__Goal of the exercise__.
Determine how many lines of the material hold the word "background", and answer with the number only.

--

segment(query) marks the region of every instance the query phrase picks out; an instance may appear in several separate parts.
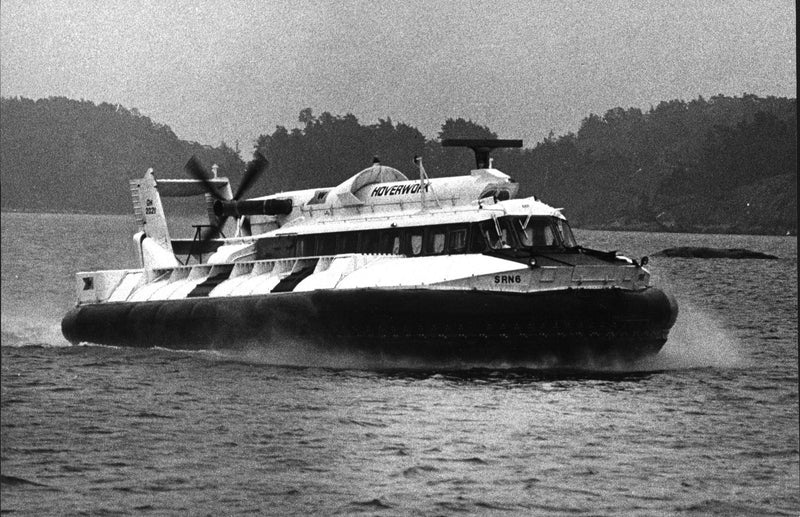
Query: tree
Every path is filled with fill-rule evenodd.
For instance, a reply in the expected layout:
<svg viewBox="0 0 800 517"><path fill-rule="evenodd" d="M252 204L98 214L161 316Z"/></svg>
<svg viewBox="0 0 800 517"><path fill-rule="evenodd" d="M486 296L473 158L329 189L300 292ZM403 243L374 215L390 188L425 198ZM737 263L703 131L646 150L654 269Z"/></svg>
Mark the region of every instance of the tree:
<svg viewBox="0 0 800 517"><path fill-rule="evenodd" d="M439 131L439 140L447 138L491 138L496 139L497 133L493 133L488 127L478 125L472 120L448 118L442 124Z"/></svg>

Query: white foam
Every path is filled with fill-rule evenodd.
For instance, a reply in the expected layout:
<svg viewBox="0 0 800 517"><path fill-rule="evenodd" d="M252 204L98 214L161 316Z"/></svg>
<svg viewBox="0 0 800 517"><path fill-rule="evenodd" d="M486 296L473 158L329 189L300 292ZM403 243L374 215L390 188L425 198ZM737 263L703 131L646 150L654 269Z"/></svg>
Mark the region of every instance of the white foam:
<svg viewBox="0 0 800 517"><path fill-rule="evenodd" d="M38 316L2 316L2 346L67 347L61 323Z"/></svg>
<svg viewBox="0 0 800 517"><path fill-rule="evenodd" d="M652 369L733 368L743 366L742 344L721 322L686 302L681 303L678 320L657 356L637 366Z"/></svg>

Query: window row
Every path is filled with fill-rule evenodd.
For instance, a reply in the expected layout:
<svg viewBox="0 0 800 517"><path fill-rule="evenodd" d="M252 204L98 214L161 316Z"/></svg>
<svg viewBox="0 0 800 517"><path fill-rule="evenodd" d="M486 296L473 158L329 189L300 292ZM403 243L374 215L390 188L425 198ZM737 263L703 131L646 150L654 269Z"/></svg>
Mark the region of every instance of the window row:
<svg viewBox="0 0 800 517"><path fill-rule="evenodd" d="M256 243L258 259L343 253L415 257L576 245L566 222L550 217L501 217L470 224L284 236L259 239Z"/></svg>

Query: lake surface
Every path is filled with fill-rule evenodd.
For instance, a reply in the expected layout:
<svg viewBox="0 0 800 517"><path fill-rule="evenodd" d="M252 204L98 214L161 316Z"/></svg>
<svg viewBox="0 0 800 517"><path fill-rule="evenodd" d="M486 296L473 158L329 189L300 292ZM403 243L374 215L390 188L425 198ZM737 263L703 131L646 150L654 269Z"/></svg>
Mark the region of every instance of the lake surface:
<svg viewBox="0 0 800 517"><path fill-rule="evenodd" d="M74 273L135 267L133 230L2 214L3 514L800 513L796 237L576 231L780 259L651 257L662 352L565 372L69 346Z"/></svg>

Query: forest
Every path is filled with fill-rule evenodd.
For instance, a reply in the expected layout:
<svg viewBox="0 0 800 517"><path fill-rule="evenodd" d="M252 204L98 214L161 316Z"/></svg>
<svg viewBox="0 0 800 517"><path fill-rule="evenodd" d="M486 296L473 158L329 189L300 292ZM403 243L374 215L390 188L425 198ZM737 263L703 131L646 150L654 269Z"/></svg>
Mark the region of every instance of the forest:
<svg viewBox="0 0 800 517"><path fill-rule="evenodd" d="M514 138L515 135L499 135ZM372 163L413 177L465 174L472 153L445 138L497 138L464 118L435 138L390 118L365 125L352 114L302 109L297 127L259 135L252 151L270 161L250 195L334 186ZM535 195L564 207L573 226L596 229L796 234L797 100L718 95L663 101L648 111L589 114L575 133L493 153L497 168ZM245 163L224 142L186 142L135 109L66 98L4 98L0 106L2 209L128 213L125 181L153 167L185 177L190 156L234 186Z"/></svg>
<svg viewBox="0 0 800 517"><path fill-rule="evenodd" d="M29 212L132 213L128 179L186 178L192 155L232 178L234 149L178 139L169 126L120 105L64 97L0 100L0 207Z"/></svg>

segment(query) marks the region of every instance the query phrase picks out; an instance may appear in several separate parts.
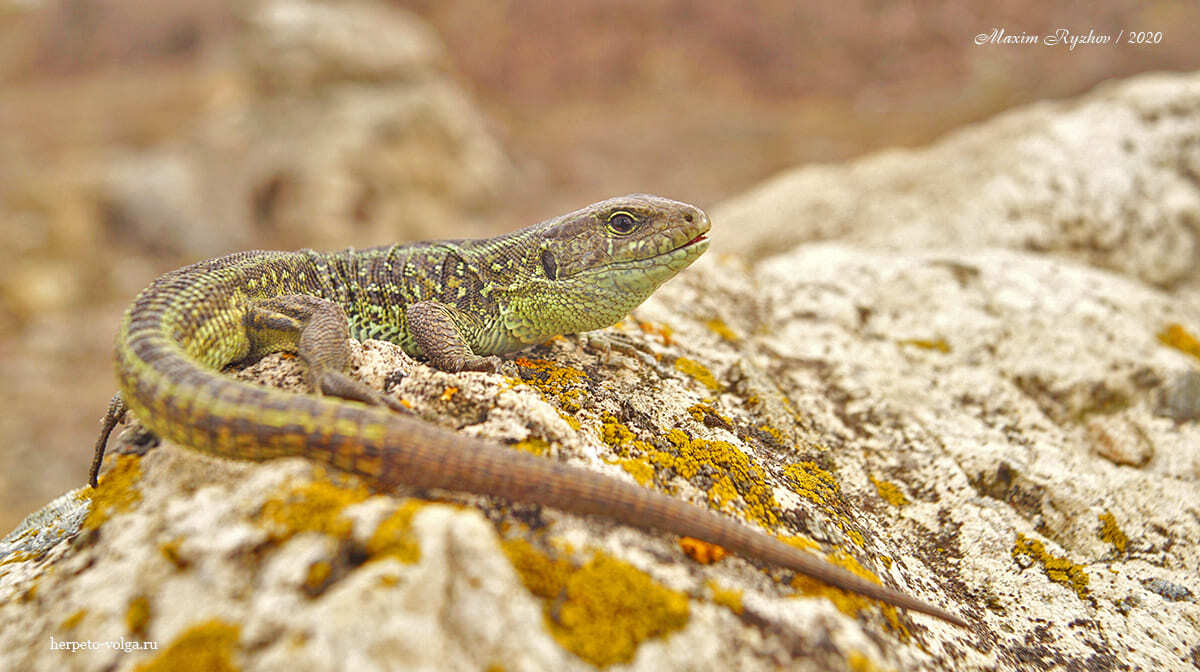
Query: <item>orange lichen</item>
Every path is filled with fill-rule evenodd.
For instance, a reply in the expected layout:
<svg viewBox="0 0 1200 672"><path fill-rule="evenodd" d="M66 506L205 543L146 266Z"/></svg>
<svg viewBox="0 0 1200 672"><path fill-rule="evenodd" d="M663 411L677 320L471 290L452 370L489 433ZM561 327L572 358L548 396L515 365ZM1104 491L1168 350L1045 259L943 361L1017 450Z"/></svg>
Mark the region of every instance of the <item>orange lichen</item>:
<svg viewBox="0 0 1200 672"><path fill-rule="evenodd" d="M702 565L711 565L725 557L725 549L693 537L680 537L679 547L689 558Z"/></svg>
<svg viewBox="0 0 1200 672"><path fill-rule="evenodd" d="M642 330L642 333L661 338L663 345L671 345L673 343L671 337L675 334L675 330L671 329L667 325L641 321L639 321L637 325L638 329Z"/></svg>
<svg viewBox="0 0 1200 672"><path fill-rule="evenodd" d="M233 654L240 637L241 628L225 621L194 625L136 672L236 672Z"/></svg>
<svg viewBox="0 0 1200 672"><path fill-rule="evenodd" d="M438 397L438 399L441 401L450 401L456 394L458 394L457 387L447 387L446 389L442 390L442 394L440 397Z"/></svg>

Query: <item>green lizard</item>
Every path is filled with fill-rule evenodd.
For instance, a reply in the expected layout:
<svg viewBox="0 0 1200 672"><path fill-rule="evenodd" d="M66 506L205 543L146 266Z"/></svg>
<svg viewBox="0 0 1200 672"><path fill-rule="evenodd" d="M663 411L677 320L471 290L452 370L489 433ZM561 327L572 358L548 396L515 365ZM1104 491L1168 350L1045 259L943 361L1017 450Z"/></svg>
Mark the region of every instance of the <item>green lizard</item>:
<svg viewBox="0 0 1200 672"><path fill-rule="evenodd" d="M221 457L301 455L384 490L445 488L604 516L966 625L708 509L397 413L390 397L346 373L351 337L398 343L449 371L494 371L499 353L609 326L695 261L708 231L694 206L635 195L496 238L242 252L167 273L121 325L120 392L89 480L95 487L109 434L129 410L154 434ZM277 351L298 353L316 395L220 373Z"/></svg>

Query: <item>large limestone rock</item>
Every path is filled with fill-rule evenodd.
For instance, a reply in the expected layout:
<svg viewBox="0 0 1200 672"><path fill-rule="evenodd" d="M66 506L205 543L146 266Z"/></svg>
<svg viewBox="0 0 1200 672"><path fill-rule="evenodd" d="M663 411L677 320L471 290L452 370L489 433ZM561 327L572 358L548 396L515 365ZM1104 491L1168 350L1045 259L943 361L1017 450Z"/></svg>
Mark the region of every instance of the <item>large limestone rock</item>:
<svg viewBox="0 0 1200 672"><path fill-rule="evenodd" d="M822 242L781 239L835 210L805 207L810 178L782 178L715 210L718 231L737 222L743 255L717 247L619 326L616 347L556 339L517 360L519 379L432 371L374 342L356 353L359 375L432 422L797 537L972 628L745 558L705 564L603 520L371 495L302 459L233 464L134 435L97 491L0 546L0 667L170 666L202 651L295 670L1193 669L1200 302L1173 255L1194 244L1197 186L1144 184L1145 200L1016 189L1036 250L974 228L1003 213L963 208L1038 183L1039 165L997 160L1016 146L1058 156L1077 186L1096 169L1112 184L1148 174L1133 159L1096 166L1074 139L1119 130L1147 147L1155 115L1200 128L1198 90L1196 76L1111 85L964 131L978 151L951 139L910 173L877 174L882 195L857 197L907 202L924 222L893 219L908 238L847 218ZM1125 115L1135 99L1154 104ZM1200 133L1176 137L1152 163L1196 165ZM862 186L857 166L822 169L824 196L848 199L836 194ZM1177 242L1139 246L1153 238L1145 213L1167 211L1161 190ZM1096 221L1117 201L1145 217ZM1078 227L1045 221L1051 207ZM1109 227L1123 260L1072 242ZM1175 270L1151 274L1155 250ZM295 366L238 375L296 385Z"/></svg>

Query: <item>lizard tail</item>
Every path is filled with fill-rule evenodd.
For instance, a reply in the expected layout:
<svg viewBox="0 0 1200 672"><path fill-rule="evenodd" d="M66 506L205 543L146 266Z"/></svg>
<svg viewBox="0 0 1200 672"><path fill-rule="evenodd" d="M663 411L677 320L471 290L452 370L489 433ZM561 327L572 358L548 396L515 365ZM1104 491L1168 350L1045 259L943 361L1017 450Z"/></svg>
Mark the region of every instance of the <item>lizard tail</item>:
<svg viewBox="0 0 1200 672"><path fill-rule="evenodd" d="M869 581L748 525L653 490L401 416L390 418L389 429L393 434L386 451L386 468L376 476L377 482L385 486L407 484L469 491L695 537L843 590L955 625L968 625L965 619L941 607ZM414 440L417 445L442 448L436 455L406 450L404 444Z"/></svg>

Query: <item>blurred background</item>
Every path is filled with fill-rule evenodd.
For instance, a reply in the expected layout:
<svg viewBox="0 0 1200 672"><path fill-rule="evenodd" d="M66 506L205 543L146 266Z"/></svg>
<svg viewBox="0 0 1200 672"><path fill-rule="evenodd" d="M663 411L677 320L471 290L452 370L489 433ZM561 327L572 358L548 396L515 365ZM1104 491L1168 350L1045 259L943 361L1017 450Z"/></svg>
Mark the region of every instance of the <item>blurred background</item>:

--

__Solution to the exercise__.
2